- [Instruction]: Put the rows into a numbered list, leaving out blank lines, starting with the line that contains "Task brief for annotators — identify every wood plank" and ending with the line that contains "[520,132,613,282]". Include both of those lines and nothing outside that span.

- [Listing]:

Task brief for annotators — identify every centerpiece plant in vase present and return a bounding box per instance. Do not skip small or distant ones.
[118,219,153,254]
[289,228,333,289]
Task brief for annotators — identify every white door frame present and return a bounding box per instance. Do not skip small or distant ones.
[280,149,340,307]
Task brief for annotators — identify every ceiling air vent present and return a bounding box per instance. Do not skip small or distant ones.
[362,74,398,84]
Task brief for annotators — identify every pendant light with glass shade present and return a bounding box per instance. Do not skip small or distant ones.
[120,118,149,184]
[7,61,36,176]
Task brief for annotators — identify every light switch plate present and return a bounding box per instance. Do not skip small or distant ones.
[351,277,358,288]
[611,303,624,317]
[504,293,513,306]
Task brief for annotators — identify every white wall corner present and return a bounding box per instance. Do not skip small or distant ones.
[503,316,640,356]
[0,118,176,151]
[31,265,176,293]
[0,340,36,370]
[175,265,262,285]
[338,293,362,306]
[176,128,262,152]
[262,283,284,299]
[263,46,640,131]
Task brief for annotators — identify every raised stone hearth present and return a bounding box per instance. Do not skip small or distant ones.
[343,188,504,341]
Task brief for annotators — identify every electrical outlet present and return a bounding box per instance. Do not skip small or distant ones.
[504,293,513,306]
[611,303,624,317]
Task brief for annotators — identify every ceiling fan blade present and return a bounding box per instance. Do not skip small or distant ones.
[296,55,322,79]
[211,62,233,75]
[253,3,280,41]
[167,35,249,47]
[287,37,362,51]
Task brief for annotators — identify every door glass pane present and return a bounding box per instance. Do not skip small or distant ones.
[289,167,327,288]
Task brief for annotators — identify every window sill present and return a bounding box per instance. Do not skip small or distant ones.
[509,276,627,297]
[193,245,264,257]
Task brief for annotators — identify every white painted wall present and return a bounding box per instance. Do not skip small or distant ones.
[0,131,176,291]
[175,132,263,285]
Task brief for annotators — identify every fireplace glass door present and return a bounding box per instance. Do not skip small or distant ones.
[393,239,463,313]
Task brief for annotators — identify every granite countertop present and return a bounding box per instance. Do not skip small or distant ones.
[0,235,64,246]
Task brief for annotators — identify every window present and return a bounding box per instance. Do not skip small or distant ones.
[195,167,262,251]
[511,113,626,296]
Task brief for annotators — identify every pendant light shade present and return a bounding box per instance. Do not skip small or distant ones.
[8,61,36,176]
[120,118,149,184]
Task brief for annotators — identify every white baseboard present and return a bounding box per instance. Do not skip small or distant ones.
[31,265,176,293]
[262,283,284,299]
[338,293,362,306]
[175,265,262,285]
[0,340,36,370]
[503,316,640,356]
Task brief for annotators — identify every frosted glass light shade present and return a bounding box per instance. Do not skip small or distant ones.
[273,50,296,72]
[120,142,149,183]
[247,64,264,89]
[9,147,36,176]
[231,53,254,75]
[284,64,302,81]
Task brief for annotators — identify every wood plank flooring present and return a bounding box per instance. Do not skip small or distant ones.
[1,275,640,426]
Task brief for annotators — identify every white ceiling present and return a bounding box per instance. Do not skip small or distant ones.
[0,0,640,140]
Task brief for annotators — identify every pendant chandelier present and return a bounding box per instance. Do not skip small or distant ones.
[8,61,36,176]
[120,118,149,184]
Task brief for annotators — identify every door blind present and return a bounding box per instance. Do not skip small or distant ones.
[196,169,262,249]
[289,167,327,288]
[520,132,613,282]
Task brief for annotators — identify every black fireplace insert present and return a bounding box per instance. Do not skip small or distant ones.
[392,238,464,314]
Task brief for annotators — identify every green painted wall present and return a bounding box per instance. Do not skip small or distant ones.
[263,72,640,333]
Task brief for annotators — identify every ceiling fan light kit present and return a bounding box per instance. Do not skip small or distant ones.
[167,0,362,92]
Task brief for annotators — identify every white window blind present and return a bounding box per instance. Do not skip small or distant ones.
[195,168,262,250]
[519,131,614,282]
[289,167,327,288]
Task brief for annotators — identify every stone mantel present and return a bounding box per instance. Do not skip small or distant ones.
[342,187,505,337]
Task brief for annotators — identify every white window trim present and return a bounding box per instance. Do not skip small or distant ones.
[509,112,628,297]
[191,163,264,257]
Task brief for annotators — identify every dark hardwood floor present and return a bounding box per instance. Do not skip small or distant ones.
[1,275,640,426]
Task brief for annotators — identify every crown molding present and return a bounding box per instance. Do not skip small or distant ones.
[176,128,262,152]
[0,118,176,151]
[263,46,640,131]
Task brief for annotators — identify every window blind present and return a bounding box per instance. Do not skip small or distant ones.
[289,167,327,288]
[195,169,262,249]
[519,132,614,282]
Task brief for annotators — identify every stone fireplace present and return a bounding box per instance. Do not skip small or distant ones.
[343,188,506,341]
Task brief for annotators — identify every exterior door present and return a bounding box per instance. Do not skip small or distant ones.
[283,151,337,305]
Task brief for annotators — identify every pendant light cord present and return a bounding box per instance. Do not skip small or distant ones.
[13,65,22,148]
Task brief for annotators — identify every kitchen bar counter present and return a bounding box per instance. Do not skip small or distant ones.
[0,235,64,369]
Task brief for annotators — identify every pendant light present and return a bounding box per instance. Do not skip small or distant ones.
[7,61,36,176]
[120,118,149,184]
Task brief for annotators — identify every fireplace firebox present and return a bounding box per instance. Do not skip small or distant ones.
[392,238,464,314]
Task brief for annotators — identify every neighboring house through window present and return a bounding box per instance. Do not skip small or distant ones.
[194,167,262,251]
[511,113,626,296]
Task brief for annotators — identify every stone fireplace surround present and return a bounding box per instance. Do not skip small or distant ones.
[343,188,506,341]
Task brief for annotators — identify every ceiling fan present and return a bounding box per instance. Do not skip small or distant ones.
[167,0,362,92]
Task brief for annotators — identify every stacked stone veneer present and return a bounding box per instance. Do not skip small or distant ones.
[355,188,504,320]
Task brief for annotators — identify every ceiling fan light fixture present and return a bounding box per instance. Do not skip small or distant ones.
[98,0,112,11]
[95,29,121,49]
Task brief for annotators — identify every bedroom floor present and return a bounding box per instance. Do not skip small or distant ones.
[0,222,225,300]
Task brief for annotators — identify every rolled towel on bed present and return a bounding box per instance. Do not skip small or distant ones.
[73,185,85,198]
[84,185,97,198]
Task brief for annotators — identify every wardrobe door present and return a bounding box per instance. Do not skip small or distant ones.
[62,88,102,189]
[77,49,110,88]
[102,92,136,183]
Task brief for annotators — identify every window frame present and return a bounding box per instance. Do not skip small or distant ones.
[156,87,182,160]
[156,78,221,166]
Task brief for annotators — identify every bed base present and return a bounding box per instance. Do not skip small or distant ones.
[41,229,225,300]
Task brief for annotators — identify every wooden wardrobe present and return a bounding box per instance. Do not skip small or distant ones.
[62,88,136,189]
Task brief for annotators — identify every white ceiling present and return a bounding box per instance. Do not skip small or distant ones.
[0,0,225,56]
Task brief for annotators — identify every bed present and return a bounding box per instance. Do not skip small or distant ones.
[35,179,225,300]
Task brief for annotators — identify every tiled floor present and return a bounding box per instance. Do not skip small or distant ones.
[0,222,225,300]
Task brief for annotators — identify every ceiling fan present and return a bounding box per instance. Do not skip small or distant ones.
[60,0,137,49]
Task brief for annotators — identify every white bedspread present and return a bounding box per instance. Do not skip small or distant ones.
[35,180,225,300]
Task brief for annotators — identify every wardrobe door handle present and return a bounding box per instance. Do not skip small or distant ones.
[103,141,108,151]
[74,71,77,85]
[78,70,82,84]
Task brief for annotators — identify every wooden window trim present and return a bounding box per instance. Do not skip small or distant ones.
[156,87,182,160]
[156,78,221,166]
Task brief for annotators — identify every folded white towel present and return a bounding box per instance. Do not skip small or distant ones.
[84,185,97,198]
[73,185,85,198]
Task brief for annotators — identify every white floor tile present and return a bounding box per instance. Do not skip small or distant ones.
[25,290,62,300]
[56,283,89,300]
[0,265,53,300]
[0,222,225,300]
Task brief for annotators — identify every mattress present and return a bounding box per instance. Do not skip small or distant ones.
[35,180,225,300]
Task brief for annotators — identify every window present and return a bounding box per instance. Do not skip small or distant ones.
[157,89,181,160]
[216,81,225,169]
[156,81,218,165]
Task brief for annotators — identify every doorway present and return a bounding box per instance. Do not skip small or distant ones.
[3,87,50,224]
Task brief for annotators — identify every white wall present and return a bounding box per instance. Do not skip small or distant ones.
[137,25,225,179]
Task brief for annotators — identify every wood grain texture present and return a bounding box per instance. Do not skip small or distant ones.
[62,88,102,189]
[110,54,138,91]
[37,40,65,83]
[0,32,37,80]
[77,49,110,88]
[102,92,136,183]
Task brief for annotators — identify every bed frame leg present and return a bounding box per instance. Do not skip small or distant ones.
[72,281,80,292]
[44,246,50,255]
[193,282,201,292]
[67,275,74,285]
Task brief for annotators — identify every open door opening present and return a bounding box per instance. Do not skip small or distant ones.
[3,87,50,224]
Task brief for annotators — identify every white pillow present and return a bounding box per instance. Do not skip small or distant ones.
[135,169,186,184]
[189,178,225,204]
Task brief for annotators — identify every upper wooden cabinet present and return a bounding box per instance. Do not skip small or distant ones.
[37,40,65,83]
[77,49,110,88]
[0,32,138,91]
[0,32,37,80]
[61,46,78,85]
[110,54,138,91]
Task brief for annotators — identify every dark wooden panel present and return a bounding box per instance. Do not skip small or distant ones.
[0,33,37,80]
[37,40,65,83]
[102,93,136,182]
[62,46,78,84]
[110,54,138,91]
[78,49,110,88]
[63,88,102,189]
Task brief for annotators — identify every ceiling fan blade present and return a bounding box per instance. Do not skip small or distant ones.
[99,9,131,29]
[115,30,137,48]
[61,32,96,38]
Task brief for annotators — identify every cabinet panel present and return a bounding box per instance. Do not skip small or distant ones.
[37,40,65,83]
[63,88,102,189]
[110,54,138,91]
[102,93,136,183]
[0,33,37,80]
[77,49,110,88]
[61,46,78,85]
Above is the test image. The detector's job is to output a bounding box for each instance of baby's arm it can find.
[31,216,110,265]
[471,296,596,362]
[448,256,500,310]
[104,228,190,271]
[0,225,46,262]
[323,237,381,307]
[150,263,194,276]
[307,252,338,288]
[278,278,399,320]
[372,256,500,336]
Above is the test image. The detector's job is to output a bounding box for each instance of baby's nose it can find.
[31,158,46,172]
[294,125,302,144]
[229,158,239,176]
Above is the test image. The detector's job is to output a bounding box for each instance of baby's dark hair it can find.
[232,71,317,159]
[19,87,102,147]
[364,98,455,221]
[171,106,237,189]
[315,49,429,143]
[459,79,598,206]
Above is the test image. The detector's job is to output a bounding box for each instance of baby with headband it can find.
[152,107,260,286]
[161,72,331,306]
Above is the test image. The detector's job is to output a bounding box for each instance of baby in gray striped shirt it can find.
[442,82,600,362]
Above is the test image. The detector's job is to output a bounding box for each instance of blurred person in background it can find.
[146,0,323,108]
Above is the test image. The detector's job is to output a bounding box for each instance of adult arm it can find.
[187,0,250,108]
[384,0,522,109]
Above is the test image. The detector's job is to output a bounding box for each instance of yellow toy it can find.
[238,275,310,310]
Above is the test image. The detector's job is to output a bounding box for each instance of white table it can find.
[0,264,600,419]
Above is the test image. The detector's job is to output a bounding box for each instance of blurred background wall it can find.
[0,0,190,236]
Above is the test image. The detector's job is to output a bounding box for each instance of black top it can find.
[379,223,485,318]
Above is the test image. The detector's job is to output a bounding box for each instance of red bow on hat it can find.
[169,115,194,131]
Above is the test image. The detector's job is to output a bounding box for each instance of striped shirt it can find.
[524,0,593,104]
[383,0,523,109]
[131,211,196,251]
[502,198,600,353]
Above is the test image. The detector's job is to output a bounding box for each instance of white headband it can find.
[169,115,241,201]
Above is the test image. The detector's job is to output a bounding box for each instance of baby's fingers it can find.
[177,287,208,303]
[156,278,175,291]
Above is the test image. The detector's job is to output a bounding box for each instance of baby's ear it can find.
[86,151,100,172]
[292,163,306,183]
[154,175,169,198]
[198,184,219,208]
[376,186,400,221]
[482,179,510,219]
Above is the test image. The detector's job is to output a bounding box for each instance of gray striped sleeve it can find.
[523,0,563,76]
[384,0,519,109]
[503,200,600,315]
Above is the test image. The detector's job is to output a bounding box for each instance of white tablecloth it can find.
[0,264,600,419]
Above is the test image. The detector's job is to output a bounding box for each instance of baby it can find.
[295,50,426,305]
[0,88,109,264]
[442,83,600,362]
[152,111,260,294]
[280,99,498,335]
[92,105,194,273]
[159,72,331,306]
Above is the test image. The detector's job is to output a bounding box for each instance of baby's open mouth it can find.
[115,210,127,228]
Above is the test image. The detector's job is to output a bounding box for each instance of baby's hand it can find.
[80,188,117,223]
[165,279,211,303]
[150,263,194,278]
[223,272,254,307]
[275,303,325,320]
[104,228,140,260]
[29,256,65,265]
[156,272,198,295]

- [Written answer]:
1. Task brief for annotators — identify every wood plank flooring present and return a bounding box per instance. Do not skip small or distant ones.
2. [1,275,640,426]
3. Task brief for annotators — identify every white ceiling present and return a bounding box per instance. Do not skip small or distant ones.
4. [0,0,640,140]
5. Task brief for annotators — identify every pendant chandelier present and return a bounding box per instance. Do not skip small or distant ones.
6. [8,61,36,176]
7. [120,118,149,184]
8. Task brief for annotators — identify every door blind present and return a bounding box per instance. Do not skip small or distant ones.
9. [196,169,262,249]
10. [289,167,327,288]
11. [520,132,613,282]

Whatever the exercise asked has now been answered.